= Brief =
Format every line of the items below as a JSON list of strings, one string per line, skipping blank lines and leaving out the pictures.

Location identification entries
** Begin **

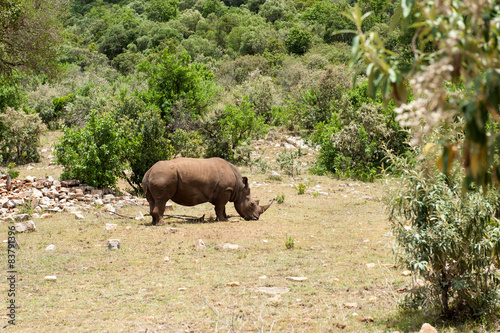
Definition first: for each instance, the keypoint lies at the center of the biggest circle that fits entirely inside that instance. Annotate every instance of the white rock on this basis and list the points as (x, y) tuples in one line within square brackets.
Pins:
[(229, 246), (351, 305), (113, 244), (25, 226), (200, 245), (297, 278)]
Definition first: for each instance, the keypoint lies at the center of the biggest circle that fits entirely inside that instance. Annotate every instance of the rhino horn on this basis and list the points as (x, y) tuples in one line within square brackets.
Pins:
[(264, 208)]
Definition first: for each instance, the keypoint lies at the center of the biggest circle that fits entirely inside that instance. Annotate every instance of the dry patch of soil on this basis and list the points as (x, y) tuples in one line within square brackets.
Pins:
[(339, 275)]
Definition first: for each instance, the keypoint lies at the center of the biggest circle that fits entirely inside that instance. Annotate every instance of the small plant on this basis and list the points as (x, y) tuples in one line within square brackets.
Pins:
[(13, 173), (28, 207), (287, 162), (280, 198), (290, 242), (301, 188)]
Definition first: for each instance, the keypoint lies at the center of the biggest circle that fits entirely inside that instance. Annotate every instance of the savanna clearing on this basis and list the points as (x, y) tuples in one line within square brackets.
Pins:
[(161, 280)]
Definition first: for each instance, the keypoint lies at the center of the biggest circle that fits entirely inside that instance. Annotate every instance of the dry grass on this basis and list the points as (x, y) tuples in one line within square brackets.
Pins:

** End **

= Written solution =
[
  "Definition first: for each instance, the keypoint lies at the center of the biggest circle that fits entirely inside that instance. Annotate every instance of the white rock on this basis and list the points as (x, y) tuples in one line within square brackets.",
  "Pins:",
  "[(229, 246), (351, 305), (113, 244), (25, 226), (200, 245), (297, 278)]",
  "Definition first: for each instance, the keypoint lies at the center of the biggest circle that fits entirely inside that instance. Annotate every instance of the rhino horn on this basis and list the points as (x, y) tuples in one line within square brackets.",
  "Pins:",
  "[(264, 208)]",
  "Definition first: for each instance, the keypoint lies at the center of the biggest circle that fits entirely inside that instance. Annotate every instance of the dry patch of soil on this basis and list the points as (x, y) tuples in one line within square brackets.",
  "Pins:",
  "[(339, 275)]",
  "Definition first: for each instance, the keypoint lies at the center of the biggest circle that fits entirely inside that instance. Annotate every instance of the small plant on this basis and list the points as (x, y) tuples in one line within square brackets.",
  "Pins:",
  "[(13, 173), (28, 207), (287, 162), (280, 198), (290, 242), (301, 188)]",
  "Definition first: for each instance, the keypoint lies at the center of the biggest circle that fits entirely inside that instance. Annotate every instance of the savanna clearing on this basis and list the points as (x, y) tuples in one line within square brackets.",
  "Pins:",
  "[(161, 280)]",
  "Definition first: for each instance, the keypoint lies at the center of the biggest circle that fits entirely inside that instance. Annotate every instance of the dry grass on this basis and list the points as (x, y) tuples in one line within square brackets.",
  "Pins:"
]